Text Block Start
There is something beautifully stubborn about fighting games. You lose, you rematch. You drop the combo, you drill it again. You get opened up by the same setup five times in a row, then somehow convince yourself the sixth attempt will be different. In that sense, fighting games and roguelites have always been spiritual cousins. Both are built on failure, adaptation, and the little thrill of realizing you are finally getting better. That shared DNA seems to sit at the heart of Shot One Fighters, a newly announced indie project from Red Moon Workshop that wants to blend the precision of a 2.5D fighter with the unpredictable, run-based structure of a roguelite. It is a strange pitch on paper, but also the kind of strange that immediately makes you lean forward. The setup is suitably bizarre. Players take control of fighters battling through a collapsing sci-fi universe threatened by a force known as Paradox. At the center of it all is Volley, who accidentally breaks the seal containing Paradox and loses her best friend, Vlad, to the Void. From there, things only get weirder: Volley repeatedly wakes inside the severed head of a gigantic war mech, which acts as a home base that can be rebuilt over time.

That sounds like a lot, and it is. But Shot One Fighters does not appear to be chasing subtlety. It looks loud, eccentric, and proudly genre-mashed — the sort of game that seems to understand that “too much” can be part of the appeal. The real hook, though, is the combat. Red Moon Workshop is not simply making a side-scrolling action game with health bars and calling it a fighter. The studio is emphasizing actual fighting-game language: launchers, counters, projectiles, combo extensions, gap closers, and custom move loadouts. Across its characters, the game is expected to feature more than 100 moves, letting players shape their own toolkits over the course of a run. That could be where Shot One Fighters finds its identity. In a traditional fighting game, you learn one character deeply. In a roguelite, you build around whatever the game hands you. Shot One Fighters seems interested in the tension between those two ideas. What happens when your combo route changes every run? What happens when your best tool is temporary? What happens when your “main” is less a fixed character and more a constantly mutating collection of decisions?
Text Block End
Dataset records Block Start
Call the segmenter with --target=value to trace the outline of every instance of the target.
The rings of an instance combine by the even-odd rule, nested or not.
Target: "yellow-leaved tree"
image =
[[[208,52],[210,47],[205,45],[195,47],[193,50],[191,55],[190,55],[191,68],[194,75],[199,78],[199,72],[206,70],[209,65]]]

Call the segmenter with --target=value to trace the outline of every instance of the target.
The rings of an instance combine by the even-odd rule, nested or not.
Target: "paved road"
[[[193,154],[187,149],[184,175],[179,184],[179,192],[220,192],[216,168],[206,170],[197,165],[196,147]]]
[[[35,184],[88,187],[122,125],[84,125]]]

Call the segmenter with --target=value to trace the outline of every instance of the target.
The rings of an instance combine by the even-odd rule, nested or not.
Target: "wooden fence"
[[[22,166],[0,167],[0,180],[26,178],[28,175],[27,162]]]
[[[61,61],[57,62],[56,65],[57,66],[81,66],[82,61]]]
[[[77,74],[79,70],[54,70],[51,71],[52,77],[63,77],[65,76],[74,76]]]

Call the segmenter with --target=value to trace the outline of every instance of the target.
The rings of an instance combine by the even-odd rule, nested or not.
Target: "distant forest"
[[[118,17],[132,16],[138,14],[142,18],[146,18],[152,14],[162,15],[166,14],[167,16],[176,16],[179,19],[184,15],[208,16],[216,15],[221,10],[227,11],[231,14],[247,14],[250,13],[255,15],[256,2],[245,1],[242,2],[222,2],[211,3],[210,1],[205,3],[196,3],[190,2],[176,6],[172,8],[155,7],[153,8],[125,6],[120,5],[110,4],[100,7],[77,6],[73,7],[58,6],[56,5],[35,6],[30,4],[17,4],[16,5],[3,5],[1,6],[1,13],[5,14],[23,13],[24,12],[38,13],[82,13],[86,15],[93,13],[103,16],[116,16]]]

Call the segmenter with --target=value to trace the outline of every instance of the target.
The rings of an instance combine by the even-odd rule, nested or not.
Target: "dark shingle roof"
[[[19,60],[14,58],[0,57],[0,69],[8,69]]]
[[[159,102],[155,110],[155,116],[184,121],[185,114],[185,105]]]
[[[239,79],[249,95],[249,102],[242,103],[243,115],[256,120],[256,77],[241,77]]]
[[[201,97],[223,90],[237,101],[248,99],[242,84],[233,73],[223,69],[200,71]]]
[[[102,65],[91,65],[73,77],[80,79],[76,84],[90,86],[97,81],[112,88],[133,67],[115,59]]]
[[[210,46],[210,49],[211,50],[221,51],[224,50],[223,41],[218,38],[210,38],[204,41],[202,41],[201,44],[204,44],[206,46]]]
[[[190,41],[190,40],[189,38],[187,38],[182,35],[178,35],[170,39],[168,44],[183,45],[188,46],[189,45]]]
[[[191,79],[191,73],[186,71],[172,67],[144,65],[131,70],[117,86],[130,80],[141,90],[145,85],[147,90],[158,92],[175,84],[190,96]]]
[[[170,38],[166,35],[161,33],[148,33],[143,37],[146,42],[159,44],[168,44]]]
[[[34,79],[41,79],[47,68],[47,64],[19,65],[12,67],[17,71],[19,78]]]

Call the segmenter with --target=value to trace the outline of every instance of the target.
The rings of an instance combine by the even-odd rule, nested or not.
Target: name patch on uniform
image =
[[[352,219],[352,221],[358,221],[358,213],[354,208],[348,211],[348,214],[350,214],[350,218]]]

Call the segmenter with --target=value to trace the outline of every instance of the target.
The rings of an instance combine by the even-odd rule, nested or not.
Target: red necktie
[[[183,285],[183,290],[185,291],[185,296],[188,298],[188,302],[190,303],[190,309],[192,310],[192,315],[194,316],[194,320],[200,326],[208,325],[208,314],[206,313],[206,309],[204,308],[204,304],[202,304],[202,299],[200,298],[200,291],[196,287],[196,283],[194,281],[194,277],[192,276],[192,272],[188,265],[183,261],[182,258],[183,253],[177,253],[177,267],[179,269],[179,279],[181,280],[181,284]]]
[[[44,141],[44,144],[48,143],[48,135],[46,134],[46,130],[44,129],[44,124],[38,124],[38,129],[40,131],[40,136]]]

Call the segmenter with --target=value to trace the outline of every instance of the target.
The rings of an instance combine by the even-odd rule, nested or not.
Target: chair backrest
Dataset records Block End
▶ **Activities**:
a) Please condense the paragraph of the Shot One Fighters article that begins "That sounds like a lot" into a short bulleted list, keeping its main facts.
b) Carry on the Shot One Fighters article from its final sentence.
The records are separate material and have no connection to the Shot One Fighters article.

▶ **Your responses**:
a)
- Shot One Fighters doesn't chase subtlety. It looks loud, eccentric and proudly genre-mashed, and it treats "too much" as part of the appeal.
- Its real hook is combat. Red Moon Workshop is using actual fighting-game language: launchers, counters, projectiles, combo extensions, gap closers and custom move loadouts.
- More than 100 moves are expected across its characters, so players can shape their own toolkits over the course of a run.
- Its identity may lie in the tension between two approaches. A fighting game has you learn one character deeply, while a roguelite has you build around whatever you're given. Here combo routes, best tools and even a player's "main" may change from run to run.

b)
The roguelite layer brings the expected chaos. Players will collect artifacts, encounter NPCs, stumble into events and minigames, and, presumably, make several decisions they will regret ten minutes later. With more than 100 artifacts planned, including cursed ones, there is potential here for the kind of broken, ridiculous builds that make roguelites so easy to talk about and so hard to put down. There is also some notable fighting-game credibility behind the project. Justin Wong and JMCrofts are involved in collaboration with Red Moon Workshop, which should immediately catch the attention of fighting-game fans. Their names do not automatically guarantee a great game, of course, but they do suggest the developers are taking the genre’s fundamentals seriously. That matters, because this is a delicate hybrid. Lean too far into roguelite chaos and the fighting-game side could feel shallow. Lean too far into strict execution and the roguelite audience might bounce off. The challenge for Shot One Fighters will be finding the sweet spot: expressive enough for players who love combos, approachable enough for those who just want one more run.

For now, Shot One Fighters remains more promise than proof. It has no release date yet, and a Kickstarter campaign is planned. Still, the pitch has teeth. Fighting games are often seen as intimidating, even by players who admire them from a distance. Roguelites, meanwhile, are experts at teaching through repetition. They make failure feel productive. They turn experimentation into entertainment. If Shot One Fighters can capture that feeling while still delivering the snap and satisfaction of a real fighter, it could become something genuinely fresh: not just a roguelite with fighting-game flavor, but a fighting game that understands the joy of starting over. And honestly, that might be exactly what the genre needs.